▸ **PROBLEM DESCRIPTION**: Rewrite all of the records below, changing every "report" to "list" and leaving everything else the same. Omit the pictures from your answer.

======== MATERIAL ========

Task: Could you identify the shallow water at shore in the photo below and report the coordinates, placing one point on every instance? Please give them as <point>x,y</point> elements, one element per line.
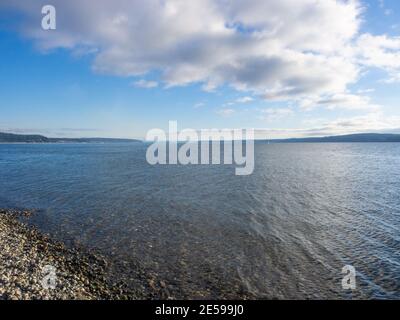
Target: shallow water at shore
<point>200,231</point>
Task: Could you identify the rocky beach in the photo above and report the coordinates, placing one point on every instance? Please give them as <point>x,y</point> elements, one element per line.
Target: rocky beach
<point>33,266</point>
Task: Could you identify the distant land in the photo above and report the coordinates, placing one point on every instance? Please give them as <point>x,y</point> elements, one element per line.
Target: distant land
<point>360,137</point>
<point>31,138</point>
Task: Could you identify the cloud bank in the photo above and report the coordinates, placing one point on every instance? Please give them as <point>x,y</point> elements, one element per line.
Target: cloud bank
<point>309,51</point>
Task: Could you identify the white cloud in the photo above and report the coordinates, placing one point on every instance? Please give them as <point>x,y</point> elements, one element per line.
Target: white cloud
<point>145,84</point>
<point>273,114</point>
<point>276,48</point>
<point>199,105</point>
<point>280,50</point>
<point>345,101</point>
<point>244,100</point>
<point>226,112</point>
<point>369,123</point>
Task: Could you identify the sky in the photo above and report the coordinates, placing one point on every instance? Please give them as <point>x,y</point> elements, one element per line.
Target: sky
<point>288,68</point>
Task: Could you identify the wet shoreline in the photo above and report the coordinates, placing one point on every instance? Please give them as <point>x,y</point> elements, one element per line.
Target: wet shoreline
<point>29,260</point>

========

▸ **THE OUTPUT**:
Task: Could you identify the shallow water at shore in the photo below and list the coordinates, placing one point on every instance? Please give them as <point>x,y</point> elements, one element per line.
Target: shallow water at shore
<point>200,231</point>
Task: Could you identify the rocky beach in the photo above and list the coordinates, placing one point on every instance? Please give them as <point>x,y</point> elements, one element per line.
Target: rocky beach
<point>33,266</point>
Task: Could you identify the distant land in the photo above and list the coordinates, placing one point on every instance? Please give them as <point>x,y</point> elements, one element per line.
Target: distant land
<point>360,137</point>
<point>31,138</point>
Task: Could you identify the cloud bank in the photo above and list the coordinates, placing one point on every instance? Please give them as <point>x,y</point> elements, one element per line.
Target: cloud bank
<point>309,51</point>
Task: Could you identify the white cloud in the photo above and list the coordinates, placing one point on every instance? Please give them as <point>x,y</point> elements, one element per line.
Target: white cloud
<point>145,84</point>
<point>273,114</point>
<point>276,48</point>
<point>199,105</point>
<point>280,50</point>
<point>345,101</point>
<point>244,100</point>
<point>226,112</point>
<point>369,123</point>
Task: Could you identify the sky in the photo above and list the coordinates, placing one point on every instance? Please give them as <point>x,y</point> elements, one element per line.
Target: sky
<point>288,68</point>
Task: Could you identify the wet shoreline in the photo above and list the coordinates, placing one point on every instance? Please give them as <point>x,y</point> elements, one element per line.
Target: wet shoreline
<point>29,260</point>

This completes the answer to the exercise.